>> begin Supplied records

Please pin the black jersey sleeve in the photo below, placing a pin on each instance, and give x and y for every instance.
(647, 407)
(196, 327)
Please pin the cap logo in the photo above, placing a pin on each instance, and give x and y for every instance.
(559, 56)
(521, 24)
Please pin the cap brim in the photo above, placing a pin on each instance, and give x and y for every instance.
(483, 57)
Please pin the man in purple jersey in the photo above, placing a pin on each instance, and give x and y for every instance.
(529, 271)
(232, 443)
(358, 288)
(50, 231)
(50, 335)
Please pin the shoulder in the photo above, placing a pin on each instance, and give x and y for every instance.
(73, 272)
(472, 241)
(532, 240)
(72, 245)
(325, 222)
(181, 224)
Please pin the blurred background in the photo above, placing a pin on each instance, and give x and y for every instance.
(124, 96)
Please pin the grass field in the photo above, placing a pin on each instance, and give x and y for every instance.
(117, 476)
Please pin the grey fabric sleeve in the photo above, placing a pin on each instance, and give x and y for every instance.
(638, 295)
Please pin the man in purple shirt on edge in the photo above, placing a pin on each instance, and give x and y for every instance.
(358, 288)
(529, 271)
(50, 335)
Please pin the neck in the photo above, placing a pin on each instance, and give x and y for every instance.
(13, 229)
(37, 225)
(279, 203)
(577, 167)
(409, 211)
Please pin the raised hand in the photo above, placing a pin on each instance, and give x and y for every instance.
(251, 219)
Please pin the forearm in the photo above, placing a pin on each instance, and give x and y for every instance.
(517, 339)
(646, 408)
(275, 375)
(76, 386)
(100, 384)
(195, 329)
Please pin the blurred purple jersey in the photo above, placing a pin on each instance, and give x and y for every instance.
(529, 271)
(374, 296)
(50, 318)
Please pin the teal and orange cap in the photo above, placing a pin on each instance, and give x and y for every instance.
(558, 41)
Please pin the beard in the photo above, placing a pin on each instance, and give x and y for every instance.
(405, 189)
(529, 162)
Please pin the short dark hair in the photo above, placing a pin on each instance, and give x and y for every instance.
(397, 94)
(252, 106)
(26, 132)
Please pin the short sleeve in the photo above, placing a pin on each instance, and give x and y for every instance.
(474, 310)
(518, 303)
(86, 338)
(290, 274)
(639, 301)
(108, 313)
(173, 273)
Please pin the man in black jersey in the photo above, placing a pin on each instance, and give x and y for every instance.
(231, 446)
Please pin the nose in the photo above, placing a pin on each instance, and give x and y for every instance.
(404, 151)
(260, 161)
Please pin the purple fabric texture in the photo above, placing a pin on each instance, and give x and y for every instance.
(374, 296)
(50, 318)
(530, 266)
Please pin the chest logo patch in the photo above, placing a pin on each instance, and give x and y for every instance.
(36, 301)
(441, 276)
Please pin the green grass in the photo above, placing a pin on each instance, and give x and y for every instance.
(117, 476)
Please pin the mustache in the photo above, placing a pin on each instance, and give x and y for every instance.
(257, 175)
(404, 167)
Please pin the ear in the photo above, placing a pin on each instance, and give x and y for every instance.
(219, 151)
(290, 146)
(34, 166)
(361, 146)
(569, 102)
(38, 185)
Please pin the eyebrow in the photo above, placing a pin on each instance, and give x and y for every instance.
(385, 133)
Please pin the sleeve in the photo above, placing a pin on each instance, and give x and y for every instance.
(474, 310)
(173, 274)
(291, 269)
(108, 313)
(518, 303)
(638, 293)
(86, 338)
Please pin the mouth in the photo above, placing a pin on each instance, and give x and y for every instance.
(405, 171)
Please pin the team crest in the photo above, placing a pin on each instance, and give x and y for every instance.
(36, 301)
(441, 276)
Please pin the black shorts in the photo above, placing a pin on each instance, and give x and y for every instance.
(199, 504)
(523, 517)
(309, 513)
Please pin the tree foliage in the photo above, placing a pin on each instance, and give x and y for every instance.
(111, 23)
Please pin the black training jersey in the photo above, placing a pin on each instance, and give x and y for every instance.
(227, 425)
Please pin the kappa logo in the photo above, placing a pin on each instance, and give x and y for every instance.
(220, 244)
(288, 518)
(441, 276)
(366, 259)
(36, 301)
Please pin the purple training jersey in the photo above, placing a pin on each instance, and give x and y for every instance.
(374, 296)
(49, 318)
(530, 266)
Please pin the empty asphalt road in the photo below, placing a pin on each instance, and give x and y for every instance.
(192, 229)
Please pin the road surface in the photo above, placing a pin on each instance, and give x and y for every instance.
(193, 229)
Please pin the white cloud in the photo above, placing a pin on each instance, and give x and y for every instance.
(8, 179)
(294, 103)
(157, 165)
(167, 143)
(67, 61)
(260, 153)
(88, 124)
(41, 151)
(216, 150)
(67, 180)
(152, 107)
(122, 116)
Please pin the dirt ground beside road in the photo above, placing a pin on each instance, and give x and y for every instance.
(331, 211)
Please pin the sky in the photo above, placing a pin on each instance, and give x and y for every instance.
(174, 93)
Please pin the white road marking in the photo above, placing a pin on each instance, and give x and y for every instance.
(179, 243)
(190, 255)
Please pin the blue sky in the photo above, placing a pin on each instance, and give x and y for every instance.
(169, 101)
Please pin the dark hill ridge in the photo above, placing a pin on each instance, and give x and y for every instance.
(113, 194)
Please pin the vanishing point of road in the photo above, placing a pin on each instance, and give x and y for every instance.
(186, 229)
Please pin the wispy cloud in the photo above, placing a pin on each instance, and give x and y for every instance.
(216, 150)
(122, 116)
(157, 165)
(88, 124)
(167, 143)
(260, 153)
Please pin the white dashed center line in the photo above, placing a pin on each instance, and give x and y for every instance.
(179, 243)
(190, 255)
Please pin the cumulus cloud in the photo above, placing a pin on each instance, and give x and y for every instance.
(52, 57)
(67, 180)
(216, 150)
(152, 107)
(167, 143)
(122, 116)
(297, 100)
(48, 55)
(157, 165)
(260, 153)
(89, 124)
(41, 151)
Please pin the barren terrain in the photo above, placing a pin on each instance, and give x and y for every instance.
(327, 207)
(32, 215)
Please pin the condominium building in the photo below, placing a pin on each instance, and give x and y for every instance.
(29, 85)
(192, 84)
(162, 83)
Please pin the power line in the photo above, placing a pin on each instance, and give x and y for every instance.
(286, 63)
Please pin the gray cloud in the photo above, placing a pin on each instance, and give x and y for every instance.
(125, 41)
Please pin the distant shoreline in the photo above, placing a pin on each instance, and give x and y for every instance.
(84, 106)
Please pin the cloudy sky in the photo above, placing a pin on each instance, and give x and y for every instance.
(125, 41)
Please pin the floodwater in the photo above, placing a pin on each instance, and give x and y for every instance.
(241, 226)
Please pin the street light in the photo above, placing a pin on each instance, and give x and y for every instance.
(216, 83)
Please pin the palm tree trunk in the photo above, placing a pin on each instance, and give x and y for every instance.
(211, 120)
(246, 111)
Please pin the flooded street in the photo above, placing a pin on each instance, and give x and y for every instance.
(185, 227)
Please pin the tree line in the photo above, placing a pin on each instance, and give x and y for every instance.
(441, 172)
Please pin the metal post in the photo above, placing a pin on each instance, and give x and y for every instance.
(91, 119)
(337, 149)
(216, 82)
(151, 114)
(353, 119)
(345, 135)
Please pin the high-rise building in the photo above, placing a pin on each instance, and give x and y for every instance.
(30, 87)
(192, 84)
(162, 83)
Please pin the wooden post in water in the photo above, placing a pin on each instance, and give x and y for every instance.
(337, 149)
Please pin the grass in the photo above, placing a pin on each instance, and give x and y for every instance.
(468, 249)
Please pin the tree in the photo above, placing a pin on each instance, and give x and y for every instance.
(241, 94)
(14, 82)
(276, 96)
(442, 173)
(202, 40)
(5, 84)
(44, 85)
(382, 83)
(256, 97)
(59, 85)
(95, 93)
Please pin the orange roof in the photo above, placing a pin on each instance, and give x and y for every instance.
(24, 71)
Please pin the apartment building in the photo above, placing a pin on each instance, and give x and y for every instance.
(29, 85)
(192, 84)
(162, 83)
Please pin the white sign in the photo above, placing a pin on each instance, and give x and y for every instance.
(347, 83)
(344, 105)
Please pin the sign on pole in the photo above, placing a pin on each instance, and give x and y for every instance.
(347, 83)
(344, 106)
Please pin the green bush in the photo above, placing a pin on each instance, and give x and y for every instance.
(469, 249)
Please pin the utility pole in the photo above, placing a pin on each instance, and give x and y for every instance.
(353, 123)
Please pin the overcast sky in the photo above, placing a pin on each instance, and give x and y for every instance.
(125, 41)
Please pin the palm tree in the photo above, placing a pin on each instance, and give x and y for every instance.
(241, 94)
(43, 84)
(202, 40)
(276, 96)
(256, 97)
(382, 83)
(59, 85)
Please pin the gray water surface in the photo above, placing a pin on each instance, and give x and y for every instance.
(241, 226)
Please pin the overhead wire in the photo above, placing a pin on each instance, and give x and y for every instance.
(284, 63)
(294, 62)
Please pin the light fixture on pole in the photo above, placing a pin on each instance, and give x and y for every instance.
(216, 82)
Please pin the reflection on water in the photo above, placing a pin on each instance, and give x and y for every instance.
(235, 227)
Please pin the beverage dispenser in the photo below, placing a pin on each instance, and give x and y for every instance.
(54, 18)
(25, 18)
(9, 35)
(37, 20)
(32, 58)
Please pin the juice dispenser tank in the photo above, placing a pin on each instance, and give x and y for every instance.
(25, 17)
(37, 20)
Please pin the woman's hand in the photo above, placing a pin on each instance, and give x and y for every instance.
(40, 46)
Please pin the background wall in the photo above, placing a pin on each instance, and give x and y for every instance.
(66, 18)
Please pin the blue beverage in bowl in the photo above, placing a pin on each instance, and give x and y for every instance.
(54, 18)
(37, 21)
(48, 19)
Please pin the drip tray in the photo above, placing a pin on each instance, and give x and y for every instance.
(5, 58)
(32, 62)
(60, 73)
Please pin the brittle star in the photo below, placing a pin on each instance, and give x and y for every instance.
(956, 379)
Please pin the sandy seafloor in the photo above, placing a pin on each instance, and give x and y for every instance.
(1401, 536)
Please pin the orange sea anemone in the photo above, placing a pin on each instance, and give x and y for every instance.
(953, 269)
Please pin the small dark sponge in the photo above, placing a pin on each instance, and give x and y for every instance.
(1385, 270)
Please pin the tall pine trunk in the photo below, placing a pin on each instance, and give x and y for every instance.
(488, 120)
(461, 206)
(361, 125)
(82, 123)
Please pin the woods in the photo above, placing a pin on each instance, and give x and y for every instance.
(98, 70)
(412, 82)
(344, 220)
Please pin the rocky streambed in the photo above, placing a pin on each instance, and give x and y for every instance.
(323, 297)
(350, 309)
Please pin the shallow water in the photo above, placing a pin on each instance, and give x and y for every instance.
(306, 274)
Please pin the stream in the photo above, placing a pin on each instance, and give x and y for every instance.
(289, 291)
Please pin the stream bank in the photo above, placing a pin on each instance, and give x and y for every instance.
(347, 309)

>> end Supplied records

Exercise:
Locate "Please pin the tall" in the material, then quote the line that contains it and all lines after it through the final one.

Output below:
Please pin the tall pine trunk in the photo below, placing a pin on each instance, and give x and y for every instance.
(488, 120)
(461, 206)
(361, 125)
(82, 123)
Please pin the woods in the photo above, placing a pin on each instance, and give x and y for every instance.
(98, 70)
(412, 82)
(344, 220)
Please pin the rocky streambed in the photo above, placing a pin on each instance, and give x and y for every instance.
(323, 297)
(350, 309)
Please pin the shallow water in the photo above, placing a pin on each instance, and give x and y for every instance.
(306, 274)
Please pin the stream in the photo above, placing a pin on each instance, and give x and y for every instance.
(289, 291)
Please pin the stream bank in the photo above, placing a pin on each instance, and give x and y for every instance.
(347, 309)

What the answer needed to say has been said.